PROBLEM DETAILS: Retype exactly the stretch of lines that begins at the line containing "the white marble" and ends at the last line of the data, with no other lines.

-- Begin --

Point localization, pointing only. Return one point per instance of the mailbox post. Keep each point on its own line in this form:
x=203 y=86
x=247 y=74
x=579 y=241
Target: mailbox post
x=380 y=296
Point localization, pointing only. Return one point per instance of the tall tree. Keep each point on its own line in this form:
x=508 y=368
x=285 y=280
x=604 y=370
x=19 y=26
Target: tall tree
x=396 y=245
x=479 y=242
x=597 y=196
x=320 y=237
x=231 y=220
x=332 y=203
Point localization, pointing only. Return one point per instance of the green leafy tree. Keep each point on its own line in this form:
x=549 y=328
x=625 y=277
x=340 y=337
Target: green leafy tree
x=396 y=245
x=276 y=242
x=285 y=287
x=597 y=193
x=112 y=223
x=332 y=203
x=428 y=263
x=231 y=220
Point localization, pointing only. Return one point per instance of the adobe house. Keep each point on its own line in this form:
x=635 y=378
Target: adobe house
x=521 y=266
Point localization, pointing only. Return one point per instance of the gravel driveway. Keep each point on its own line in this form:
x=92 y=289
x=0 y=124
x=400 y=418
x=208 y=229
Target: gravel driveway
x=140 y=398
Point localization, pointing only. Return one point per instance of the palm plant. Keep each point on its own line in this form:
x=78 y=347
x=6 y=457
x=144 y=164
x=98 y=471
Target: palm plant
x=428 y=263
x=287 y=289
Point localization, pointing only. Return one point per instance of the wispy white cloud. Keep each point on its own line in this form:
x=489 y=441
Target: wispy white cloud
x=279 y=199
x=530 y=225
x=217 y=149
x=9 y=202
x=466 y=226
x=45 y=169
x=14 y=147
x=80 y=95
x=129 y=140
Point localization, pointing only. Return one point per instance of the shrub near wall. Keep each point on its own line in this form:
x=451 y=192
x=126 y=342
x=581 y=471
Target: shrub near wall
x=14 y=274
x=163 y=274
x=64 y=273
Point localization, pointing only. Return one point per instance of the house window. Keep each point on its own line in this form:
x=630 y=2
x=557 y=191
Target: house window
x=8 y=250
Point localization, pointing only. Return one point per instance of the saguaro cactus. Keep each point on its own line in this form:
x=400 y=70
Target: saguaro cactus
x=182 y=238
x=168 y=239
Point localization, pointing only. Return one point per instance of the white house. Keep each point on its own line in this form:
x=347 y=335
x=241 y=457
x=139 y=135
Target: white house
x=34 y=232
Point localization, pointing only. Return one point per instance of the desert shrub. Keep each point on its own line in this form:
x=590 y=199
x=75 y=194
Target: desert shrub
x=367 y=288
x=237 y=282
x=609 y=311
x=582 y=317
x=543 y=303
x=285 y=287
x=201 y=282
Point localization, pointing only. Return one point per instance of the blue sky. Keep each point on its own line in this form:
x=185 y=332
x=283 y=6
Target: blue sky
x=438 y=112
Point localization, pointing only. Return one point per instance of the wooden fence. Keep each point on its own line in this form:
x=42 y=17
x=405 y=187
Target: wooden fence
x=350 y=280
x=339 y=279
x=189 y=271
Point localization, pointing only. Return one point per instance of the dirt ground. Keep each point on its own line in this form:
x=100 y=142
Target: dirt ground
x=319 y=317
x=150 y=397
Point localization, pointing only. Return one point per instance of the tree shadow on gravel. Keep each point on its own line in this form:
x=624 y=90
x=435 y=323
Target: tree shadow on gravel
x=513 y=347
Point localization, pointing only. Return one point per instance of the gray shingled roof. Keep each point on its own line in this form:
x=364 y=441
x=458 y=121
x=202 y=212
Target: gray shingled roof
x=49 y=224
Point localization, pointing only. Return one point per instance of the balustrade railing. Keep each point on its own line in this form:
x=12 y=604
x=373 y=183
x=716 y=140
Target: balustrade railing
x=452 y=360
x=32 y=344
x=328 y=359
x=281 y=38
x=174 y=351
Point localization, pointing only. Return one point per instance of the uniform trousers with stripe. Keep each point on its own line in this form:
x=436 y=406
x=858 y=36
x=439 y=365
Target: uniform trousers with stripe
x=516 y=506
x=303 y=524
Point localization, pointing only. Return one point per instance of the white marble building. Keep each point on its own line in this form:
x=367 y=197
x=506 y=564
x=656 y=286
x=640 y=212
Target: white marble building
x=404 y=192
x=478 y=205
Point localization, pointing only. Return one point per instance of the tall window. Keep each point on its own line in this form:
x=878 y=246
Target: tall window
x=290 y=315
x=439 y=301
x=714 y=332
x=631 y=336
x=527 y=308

-- End --

ANSWER TO THE TASK:
Point localization, pointing only. Return one point per instance of the white marble building. Keep each point on its own line in this form:
x=367 y=197
x=506 y=564
x=656 y=286
x=640 y=212
Target: white marble building
x=404 y=192
x=478 y=205
Point localization, pointing only. Return one point per instance of the tall window. Keep each point on its own line in this form:
x=878 y=246
Target: tall window
x=290 y=315
x=439 y=301
x=714 y=332
x=631 y=336
x=527 y=308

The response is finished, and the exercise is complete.